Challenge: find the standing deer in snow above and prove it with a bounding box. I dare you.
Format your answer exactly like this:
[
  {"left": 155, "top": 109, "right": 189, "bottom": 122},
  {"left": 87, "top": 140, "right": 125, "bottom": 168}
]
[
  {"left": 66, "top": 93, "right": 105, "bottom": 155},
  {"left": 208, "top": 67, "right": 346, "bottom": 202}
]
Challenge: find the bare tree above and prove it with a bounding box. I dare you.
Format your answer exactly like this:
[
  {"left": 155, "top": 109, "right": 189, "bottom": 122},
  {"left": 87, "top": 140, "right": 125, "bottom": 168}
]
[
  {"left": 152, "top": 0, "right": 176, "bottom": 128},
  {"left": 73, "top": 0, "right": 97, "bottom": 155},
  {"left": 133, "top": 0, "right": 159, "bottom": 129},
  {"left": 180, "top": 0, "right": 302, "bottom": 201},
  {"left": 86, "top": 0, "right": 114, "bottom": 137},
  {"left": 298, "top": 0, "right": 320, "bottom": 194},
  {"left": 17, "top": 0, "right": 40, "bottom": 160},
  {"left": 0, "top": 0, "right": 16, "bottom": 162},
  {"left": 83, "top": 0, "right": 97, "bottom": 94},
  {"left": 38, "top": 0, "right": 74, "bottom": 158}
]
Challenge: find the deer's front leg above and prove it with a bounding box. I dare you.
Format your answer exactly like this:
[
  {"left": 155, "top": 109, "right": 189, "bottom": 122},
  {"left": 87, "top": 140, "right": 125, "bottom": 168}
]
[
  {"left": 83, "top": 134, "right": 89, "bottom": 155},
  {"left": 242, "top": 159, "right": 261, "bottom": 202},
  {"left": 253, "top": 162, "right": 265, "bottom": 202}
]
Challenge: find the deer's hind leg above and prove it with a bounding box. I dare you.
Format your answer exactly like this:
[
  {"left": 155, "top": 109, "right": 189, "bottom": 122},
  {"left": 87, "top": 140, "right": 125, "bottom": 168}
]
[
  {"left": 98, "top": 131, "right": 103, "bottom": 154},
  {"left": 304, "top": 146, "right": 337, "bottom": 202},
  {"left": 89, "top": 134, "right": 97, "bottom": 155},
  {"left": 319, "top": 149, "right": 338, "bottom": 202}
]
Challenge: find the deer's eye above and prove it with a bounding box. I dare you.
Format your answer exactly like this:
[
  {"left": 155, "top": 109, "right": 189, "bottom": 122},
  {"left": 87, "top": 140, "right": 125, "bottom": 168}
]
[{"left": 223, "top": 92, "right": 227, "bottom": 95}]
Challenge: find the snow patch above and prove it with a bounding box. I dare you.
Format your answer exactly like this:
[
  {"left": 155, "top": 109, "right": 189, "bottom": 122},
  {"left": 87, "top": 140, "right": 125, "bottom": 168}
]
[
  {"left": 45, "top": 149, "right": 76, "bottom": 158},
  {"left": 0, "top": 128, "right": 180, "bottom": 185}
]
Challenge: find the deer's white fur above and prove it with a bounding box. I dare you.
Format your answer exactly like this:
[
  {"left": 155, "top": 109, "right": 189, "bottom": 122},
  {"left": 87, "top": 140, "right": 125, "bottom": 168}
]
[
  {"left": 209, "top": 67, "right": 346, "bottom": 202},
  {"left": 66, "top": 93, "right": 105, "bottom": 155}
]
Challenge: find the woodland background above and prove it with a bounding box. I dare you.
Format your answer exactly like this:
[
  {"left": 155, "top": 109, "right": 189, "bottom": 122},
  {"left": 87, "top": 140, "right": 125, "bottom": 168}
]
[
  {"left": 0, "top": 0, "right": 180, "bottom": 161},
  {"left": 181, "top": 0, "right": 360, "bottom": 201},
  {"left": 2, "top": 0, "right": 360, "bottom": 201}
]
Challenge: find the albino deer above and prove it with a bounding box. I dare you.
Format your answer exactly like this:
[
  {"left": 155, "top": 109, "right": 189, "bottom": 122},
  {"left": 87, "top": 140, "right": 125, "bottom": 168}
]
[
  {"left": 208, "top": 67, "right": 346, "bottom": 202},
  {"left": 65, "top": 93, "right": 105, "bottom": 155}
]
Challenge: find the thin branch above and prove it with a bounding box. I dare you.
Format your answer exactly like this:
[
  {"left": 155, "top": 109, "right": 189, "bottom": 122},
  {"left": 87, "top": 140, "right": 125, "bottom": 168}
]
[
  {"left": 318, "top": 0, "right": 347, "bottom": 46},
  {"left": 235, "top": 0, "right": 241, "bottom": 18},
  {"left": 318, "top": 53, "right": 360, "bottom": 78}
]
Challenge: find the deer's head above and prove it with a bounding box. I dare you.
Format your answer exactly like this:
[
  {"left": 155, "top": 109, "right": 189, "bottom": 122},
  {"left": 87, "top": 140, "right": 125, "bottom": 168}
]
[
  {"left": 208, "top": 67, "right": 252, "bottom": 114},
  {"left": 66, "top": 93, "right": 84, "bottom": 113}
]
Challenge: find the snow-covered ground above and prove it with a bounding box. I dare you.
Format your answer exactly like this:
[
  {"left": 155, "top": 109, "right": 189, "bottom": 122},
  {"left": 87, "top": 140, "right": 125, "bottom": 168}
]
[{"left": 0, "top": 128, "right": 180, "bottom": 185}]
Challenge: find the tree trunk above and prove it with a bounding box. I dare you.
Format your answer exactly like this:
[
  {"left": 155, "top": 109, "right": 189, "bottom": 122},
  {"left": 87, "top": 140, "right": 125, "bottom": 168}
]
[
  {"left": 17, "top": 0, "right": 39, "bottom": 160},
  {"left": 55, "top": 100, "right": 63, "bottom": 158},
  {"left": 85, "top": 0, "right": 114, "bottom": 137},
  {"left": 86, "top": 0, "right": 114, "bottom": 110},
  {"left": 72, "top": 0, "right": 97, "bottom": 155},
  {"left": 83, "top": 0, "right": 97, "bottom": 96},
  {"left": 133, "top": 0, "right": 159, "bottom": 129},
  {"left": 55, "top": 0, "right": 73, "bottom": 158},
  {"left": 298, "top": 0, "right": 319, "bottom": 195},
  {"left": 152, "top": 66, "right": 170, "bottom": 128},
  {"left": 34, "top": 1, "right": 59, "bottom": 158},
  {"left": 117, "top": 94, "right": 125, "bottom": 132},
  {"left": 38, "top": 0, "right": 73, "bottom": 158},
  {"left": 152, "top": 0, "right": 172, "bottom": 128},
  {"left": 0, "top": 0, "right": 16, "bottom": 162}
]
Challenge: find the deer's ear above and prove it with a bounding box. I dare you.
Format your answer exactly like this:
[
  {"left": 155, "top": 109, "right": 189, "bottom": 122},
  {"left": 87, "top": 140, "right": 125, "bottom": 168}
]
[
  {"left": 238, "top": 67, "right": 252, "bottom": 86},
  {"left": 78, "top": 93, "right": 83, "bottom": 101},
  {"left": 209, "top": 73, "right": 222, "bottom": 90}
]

§ **What is required**
All of the material must be given again exactly.

§ **Response below**
Challenge: find the standing deer in snow above and prove it with a bounding box. I dare you.
Format your answer exactly like this:
[
  {"left": 155, "top": 109, "right": 189, "bottom": 122},
  {"left": 87, "top": 140, "right": 125, "bottom": 168}
]
[
  {"left": 66, "top": 93, "right": 105, "bottom": 155},
  {"left": 208, "top": 67, "right": 346, "bottom": 202}
]
Challenge: find the bare tree above and prove it with a bounding box. I dare you.
Format your answer exactly like this:
[
  {"left": 155, "top": 109, "right": 189, "bottom": 122},
  {"left": 87, "top": 140, "right": 125, "bottom": 168}
]
[
  {"left": 152, "top": 0, "right": 176, "bottom": 128},
  {"left": 73, "top": 0, "right": 97, "bottom": 155},
  {"left": 133, "top": 0, "right": 159, "bottom": 129},
  {"left": 180, "top": 0, "right": 302, "bottom": 201},
  {"left": 86, "top": 0, "right": 114, "bottom": 137},
  {"left": 298, "top": 0, "right": 320, "bottom": 194},
  {"left": 17, "top": 0, "right": 40, "bottom": 160},
  {"left": 0, "top": 0, "right": 16, "bottom": 162},
  {"left": 83, "top": 0, "right": 97, "bottom": 94},
  {"left": 38, "top": 0, "right": 74, "bottom": 158}
]
Challenge: find the deer's front leg above and prove it with a bounding box. I dare you.
Format your answer exactly like this:
[
  {"left": 155, "top": 109, "right": 189, "bottom": 122},
  {"left": 87, "top": 140, "right": 125, "bottom": 168}
]
[
  {"left": 83, "top": 134, "right": 89, "bottom": 155},
  {"left": 242, "top": 159, "right": 261, "bottom": 202},
  {"left": 253, "top": 162, "right": 265, "bottom": 202}
]
Challenge: find the deer's hind leg above and prove it with a bounding box. I dare you.
Format your answer exactly like this:
[
  {"left": 155, "top": 109, "right": 189, "bottom": 122},
  {"left": 87, "top": 140, "right": 125, "bottom": 168}
]
[
  {"left": 98, "top": 131, "right": 103, "bottom": 154},
  {"left": 304, "top": 146, "right": 337, "bottom": 202},
  {"left": 89, "top": 134, "right": 97, "bottom": 155},
  {"left": 319, "top": 149, "right": 338, "bottom": 202}
]
Challenge: find the deer's eye above and prove it with a bounding box. I dare you.
Format your answer exactly like this:
[
  {"left": 155, "top": 109, "right": 189, "bottom": 122},
  {"left": 87, "top": 140, "right": 125, "bottom": 168}
]
[{"left": 223, "top": 92, "right": 227, "bottom": 95}]
Challenge: find the snow patch above and prove it with a bounding box. I dare you.
Format your answer exactly like this:
[
  {"left": 155, "top": 109, "right": 189, "bottom": 122},
  {"left": 87, "top": 140, "right": 125, "bottom": 168}
]
[
  {"left": 45, "top": 149, "right": 76, "bottom": 158},
  {"left": 0, "top": 128, "right": 180, "bottom": 185}
]
Challenge: find the deer's white fur above and prove it with a bounding box. I dare you.
Format your answer exactly like this:
[
  {"left": 155, "top": 109, "right": 189, "bottom": 122},
  {"left": 87, "top": 140, "right": 125, "bottom": 168}
]
[
  {"left": 209, "top": 67, "right": 346, "bottom": 202},
  {"left": 66, "top": 93, "right": 105, "bottom": 155}
]
Challenge: find the woodland background above and prove it with a bounding box. I dare you.
Format your answer exactly like this:
[
  {"left": 155, "top": 109, "right": 189, "bottom": 122},
  {"left": 87, "top": 140, "right": 125, "bottom": 168}
]
[
  {"left": 0, "top": 0, "right": 180, "bottom": 161},
  {"left": 181, "top": 0, "right": 360, "bottom": 201},
  {"left": 2, "top": 0, "right": 360, "bottom": 201}
]
Challenge: find the albino deer above and prove it with a bounding box. I dare you.
Format your answer exactly like this:
[
  {"left": 155, "top": 109, "right": 189, "bottom": 122},
  {"left": 87, "top": 140, "right": 125, "bottom": 168}
]
[
  {"left": 208, "top": 67, "right": 346, "bottom": 202},
  {"left": 65, "top": 93, "right": 105, "bottom": 155}
]
Challenge: find the thin branch above and prove it with a bounding box. I dare you.
Format your answer exactly like this:
[
  {"left": 155, "top": 109, "right": 189, "bottom": 122},
  {"left": 87, "top": 140, "right": 125, "bottom": 168}
]
[
  {"left": 318, "top": 0, "right": 347, "bottom": 46},
  {"left": 235, "top": 0, "right": 241, "bottom": 18},
  {"left": 318, "top": 53, "right": 360, "bottom": 78}
]
Challenge: find the deer's head above and prove it with a bounding box. I dare you.
Format your answer exactly like this:
[
  {"left": 155, "top": 109, "right": 189, "bottom": 122},
  {"left": 87, "top": 140, "right": 125, "bottom": 168}
]
[
  {"left": 208, "top": 67, "right": 252, "bottom": 114},
  {"left": 66, "top": 93, "right": 84, "bottom": 113}
]
Challenge: find the snow-covered ground above and prove it with a bounding box. I dare you.
Format your answer exactly like this:
[
  {"left": 155, "top": 109, "right": 189, "bottom": 122},
  {"left": 87, "top": 140, "right": 125, "bottom": 168}
]
[{"left": 0, "top": 128, "right": 180, "bottom": 185}]
Challenge: find the tree trunk above and prove it with a bounding box. I dare you.
Format your answer exactly like this:
[
  {"left": 155, "top": 109, "right": 189, "bottom": 122},
  {"left": 87, "top": 140, "right": 125, "bottom": 168}
]
[
  {"left": 17, "top": 0, "right": 39, "bottom": 160},
  {"left": 55, "top": 100, "right": 63, "bottom": 158},
  {"left": 85, "top": 0, "right": 114, "bottom": 137},
  {"left": 86, "top": 0, "right": 114, "bottom": 110},
  {"left": 72, "top": 0, "right": 97, "bottom": 155},
  {"left": 83, "top": 0, "right": 97, "bottom": 96},
  {"left": 133, "top": 0, "right": 159, "bottom": 129},
  {"left": 55, "top": 0, "right": 73, "bottom": 158},
  {"left": 298, "top": 0, "right": 319, "bottom": 195},
  {"left": 152, "top": 66, "right": 170, "bottom": 128},
  {"left": 34, "top": 1, "right": 59, "bottom": 158},
  {"left": 117, "top": 94, "right": 125, "bottom": 132},
  {"left": 38, "top": 0, "right": 73, "bottom": 158},
  {"left": 152, "top": 0, "right": 172, "bottom": 128},
  {"left": 0, "top": 0, "right": 16, "bottom": 162}
]
Challenge: find the deer's ear above and prove it with a bounding box. I dare you.
Format your answer exactly like this:
[
  {"left": 155, "top": 109, "right": 189, "bottom": 122},
  {"left": 87, "top": 140, "right": 125, "bottom": 168}
]
[
  {"left": 238, "top": 67, "right": 252, "bottom": 86},
  {"left": 78, "top": 93, "right": 83, "bottom": 101},
  {"left": 209, "top": 73, "right": 222, "bottom": 90}
]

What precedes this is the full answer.